• **TEXT BLOCK**:
Tuesday, October 16, 2012

Transformative transit, still on track

Mayor Anthony Foxx, (L-R) U.S. Rep. Mel Watt, D-N.C., FTA Administrator Peter Rogoff before Tuesday ceremony

In reality, they signed the agreement 30 minutes before the public ceremony. I imagine no one wanted to take any chances with the legalities.

But at 10 a.m. today, with speeches and congratulations, dignitaries from Charlotte, Raleigh and Washington on Tuesday made formal the U.S. Federal Transit Administration's commitment of $580 million to help extend the Lynx Blue Line from Seventh Street uptown northeast to the UNC Charlotte campus. The signing of the full funding grant agreement, as it's called, is something of a formality, but its significance can hardly be overstated. FTA Administrator Peter Rogoff, in town for the event, predicted ridership on the Blue Line would double. I think that's underestimating it.

Mayor Anthony Foxx greets N.C. Transportation Secretary Gene Conti
The 9.3-mile Blue Line Extension, when it opens in 2017, will connect the heart of a city of 750,000 to a campus of some 30,000 people. To compare, 30,000 is bigger than the city of Statesville and roughly the size of Monroe, Mooresville or Salisbury (all 33,000). And the university's plans call for continued growth. In other words, there is a huge destination at the end of the Blue Line Extension that dwarfs what lies at the southern end of the Blue Line: the town of Pineville (population 7,678). OK, to be fair there are a lot of people living near, but not in Pineville. Still, in my view the part of the city near the BLE terminus is larger and more robust.

In addition to the UNC Charlotte campus, the university city area holds a regional hospital (Carolinas Medical Center-University), as well as stores, houses, apartments and offices. It is a big enough destination that it has its own Charlotte Chamber chapter.

Among those 30,000 university students, faculty and staff are some who already travel regularly between the main campus and the university's Center City Building, less than a block from today's ceremonies at what will become the Ninth Street Station. (Disclosure: I am one of those staff members and was disappointed when I asked if the new section could be finished way ahead of its scheduled 2017 and was told, "No.") It's fair to predict that as transportation gets easier, even more of those faculty, staff and students will make that journey even more often.

• **EXERCISE INSTRUCTIONS**:
(1) Please rewrite the stretch of the transit article from "Tuesday, October 16, 2012" through "that's underestimating it.", substituting "contract" for "agreement".
(2) According to the transit article, how much money did the U.S. Federal Transit Administration commit to the Lynx Blue Line extension?
(3) Write the next part of the transit article, starting after its final sentence.

(Data drawn from a collection)
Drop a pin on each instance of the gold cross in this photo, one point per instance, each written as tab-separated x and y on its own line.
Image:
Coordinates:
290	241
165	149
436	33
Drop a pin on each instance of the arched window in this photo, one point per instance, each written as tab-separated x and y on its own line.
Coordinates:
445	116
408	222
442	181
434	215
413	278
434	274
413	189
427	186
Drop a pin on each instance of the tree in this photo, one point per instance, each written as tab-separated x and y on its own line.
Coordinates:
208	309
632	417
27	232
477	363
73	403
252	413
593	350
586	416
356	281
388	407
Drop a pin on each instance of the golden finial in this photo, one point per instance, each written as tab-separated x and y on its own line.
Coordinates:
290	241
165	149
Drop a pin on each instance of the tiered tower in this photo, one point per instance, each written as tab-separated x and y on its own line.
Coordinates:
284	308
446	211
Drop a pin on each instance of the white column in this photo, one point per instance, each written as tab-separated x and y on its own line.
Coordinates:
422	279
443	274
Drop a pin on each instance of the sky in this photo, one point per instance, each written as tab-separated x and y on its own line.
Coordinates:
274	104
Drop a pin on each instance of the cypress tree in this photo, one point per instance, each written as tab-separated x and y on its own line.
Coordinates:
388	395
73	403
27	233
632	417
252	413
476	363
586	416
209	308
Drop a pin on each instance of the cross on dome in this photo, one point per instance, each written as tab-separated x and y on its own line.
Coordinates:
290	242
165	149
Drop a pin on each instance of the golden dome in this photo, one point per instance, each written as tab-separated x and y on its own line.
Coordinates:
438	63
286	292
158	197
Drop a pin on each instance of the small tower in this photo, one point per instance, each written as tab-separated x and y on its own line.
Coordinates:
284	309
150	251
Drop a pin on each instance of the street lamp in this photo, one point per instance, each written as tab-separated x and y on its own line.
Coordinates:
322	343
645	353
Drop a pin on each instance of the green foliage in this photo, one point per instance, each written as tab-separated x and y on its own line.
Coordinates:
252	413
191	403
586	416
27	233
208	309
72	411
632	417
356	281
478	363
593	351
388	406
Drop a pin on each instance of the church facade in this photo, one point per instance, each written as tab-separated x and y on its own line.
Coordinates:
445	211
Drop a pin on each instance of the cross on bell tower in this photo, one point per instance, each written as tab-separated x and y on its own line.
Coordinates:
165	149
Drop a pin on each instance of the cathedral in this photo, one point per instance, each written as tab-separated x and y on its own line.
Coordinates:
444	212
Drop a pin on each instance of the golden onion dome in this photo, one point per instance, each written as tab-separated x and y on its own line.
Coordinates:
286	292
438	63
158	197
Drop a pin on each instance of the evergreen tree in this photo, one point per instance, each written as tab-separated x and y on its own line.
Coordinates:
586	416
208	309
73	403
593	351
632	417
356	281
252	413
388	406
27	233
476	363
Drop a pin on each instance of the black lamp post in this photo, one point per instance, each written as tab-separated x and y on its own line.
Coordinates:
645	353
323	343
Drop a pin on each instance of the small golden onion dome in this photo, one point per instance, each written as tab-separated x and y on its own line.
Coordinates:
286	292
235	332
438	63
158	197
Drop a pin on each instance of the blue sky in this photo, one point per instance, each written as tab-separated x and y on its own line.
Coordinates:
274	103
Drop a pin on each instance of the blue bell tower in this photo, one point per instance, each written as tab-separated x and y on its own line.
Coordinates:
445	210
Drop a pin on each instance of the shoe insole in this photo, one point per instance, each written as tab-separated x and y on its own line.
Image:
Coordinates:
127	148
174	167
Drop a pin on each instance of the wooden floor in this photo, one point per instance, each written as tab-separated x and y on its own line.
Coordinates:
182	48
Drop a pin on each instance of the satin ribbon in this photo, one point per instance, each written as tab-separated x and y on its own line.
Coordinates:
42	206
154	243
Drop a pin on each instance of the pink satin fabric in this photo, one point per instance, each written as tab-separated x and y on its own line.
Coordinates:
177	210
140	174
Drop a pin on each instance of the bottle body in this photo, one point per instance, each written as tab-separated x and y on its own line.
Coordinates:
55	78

• **OUTPUTS IN ORDER**:
(1)
Tuesday, October 16, 2012

Transformative transit, still on track

Mayor Anthony Foxx, (L-R) U.S. Rep. Mel Watt, D-N.C., FTA Administrator Peter Rogoff before Tuesday ceremony

In reality, they signed the contract 30 minutes before the public ceremony. I imagine no one wanted to take any chances with the legalities.

But at 10 a.m. today, with speeches and congratulations, dignitaries from Charlotte, Raleigh and Washington on Tuesday made formal the U.S. Federal Transit Administration's commitment of $580 million to help extend the Lynx Blue Line from Seventh Street uptown northeast to the UNC Charlotte campus. The signing of the full funding grant contract, as it's called, is something of a formality, but its significance can hardly be overstated. FTA Administrator Peter Rogoff, in town for the event, predicted ridership on the Blue Line would double. I think that's underestimating it.

(2) $580 million.

(3)
Also in the crowd was CATS' first CEO, Ron Tober
Charlotte is home to a major state university, yet the university, for much of its existence, wasn't physically integrated into the rest of the city. That has been changing in recent years, and with the new light rail line it will change dramatically. Students will be able to travel easily from campus where the station will be near the Student Union and a large cluster of dormitories to South End, uptown and points in between, notably the NoDa neighborhood of bars, restaurants and renovated mill houses. Heck, they can even travel to the outskirts of Pineville. And people in other parts of the city will be able to travel more easily to the main university campus without having to fight interstate highway traffic.

The university has been eager for the light rail project, granting a right-of-way worth $4 million. "UNC Charlotte – like CATS,  the federal government, the citizens of Mecklenburg County and the State of North Carolina – is deeply and directly invested in this project,” Chancellor Phil Dubois said in a prepared statement. (He was out of town for his son's wedding and couldn't attend Tuesday's ceremony.)

In addition, the city's hope is that transit-oriented development will start to reshape some of the more bedraggled sections of North Tryon Street that stretch from Eastway Drive north to near the university. If the light rail's South Corridor is any predictor, it will. For my part, I say let the work begin.

Blue Line Extension facts

Stations: 11
Projected average weekday ridership by 2035: 24,500
Projected travel time from I-485/South Boulevard to UNC Charlotte: 47 minutes
Funding breakdown for $1.16 million project: Federal money $580 million, N.C. DOT money $299 million, Charlotte Area Transit System money $250 million, City of Charlotte money and in-kind spending $31 million.